- _PROBLEM TO WORK ON_: Reproduce every one of the following records word for word, keeping each line in its original order.

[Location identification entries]
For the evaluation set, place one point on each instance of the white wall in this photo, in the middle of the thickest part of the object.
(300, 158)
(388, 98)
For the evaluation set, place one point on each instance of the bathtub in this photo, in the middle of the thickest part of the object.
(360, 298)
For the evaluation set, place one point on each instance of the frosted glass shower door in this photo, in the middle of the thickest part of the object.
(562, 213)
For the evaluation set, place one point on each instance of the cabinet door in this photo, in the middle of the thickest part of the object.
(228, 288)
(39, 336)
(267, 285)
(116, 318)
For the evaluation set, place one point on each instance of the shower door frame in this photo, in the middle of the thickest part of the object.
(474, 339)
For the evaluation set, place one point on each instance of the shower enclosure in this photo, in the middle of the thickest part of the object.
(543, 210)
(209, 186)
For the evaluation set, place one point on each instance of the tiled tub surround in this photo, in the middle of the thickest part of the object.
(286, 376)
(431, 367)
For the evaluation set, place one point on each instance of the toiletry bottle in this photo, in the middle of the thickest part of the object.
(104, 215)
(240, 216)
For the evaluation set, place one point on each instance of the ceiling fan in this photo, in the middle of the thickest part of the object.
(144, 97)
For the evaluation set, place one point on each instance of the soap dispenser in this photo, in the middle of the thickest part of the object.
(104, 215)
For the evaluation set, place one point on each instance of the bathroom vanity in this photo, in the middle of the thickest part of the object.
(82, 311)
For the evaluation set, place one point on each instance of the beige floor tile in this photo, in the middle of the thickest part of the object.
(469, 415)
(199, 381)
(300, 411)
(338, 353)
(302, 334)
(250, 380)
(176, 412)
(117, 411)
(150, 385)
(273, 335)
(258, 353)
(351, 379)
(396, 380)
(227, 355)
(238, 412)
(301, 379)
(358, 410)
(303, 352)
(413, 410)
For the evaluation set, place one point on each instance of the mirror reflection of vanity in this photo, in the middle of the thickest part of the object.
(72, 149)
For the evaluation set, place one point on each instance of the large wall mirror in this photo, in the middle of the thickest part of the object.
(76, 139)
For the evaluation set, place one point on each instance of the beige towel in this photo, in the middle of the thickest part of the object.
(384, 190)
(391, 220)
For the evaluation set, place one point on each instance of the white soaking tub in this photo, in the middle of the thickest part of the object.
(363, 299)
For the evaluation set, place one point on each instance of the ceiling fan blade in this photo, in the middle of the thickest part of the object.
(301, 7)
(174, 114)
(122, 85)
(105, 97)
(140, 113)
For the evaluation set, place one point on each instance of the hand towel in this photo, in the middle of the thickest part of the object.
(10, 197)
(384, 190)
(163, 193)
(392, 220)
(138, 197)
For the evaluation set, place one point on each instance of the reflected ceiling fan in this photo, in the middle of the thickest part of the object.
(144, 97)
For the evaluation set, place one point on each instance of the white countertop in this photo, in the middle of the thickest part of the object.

- _ANSWER FOR THIS EXERCISE_:
For the evaluation set, place one point on each instance of the white wall in this photo, in the middle of the thickest part of the object.
(300, 158)
(388, 98)
For the evaluation set, place one point on each instance of the bathtub in this photo, in the middle of the thickest part of the object.
(360, 298)
For the evaluation set, place one point on each instance of the frosted glass shower door in this photo, in the middle of the thickest part of the object.
(562, 213)
For the evaluation set, place one point on each instance of the cabinet door in this photo, in the middle of the thickest part of the object.
(228, 288)
(39, 336)
(267, 285)
(116, 318)
For the evaluation set, place one point on each instance of the shower door frame in this photo, in the middle of the thickest part of the object.
(474, 339)
For the evaluation set, place one point on each instance of the shower enclosure in this photo, in the middle of the thickest part of the object.
(543, 210)
(209, 186)
For the evaluation set, place one point on each instance of the tiled tub surround in this photo, in the middle of the thickest part of the object.
(286, 376)
(431, 367)
For the evaluation set, place one point on each instance of the toiletry bottle in this photo, in the middle of the thickest part of the object.
(104, 215)
(240, 216)
For the evaluation set, place one point on each instance of the ceiling fan in this photo, in the middle of the thickest part of the object.
(144, 97)
For the evaluation set, place one point on each instance of the soap dispenser in this photo, in the middle of the thickest part of the object.
(104, 215)
For the evaluation set, place one point on each instance of the bathroom vanity in this photo, in the middle of the thickest part of the object.
(82, 311)
For the evaluation set, place one point on each instance of the beige floor tile in this photo, in the middle of the thickest part of the object.
(469, 415)
(199, 381)
(300, 411)
(338, 353)
(302, 334)
(250, 380)
(176, 412)
(117, 411)
(150, 385)
(273, 335)
(258, 353)
(351, 379)
(396, 380)
(227, 355)
(238, 412)
(301, 379)
(358, 410)
(303, 352)
(413, 410)
For the evaluation set, place one point on each instance of the mirror reflection of vanity in this photo, in the middle of the thickest part of the object.
(72, 149)
For the evaluation set, place one point on each instance of the large wall mirror in this photo, in the middle of the thickest part of the object.
(76, 139)
For the evaluation set, place one point on each instance of the beige towel in this photo, in the middle of the thickest part of the object.
(384, 190)
(391, 220)
For the evaluation set, place one point on each instance of the white soaking tub in this photo, in the middle of the thickest part of the object.
(363, 299)
For the evaluation set, place one point on each instance of the ceiling fan blade in this photo, in the middle of the thickest part of the object.
(301, 7)
(174, 114)
(122, 85)
(105, 97)
(140, 113)
For the evaluation set, place one point on each instance of the hand towel in this photo, in the middle of the thickest part of the object.
(10, 197)
(384, 190)
(163, 193)
(392, 220)
(138, 197)
For the evaluation set, place one point on each instance of the reflected ceiling fan in this photo, in the middle of the thickest part of the object.
(144, 97)
For the evaluation set, place one point on each instance of the white countertop in this photo, in the middle of the thickest part of the object.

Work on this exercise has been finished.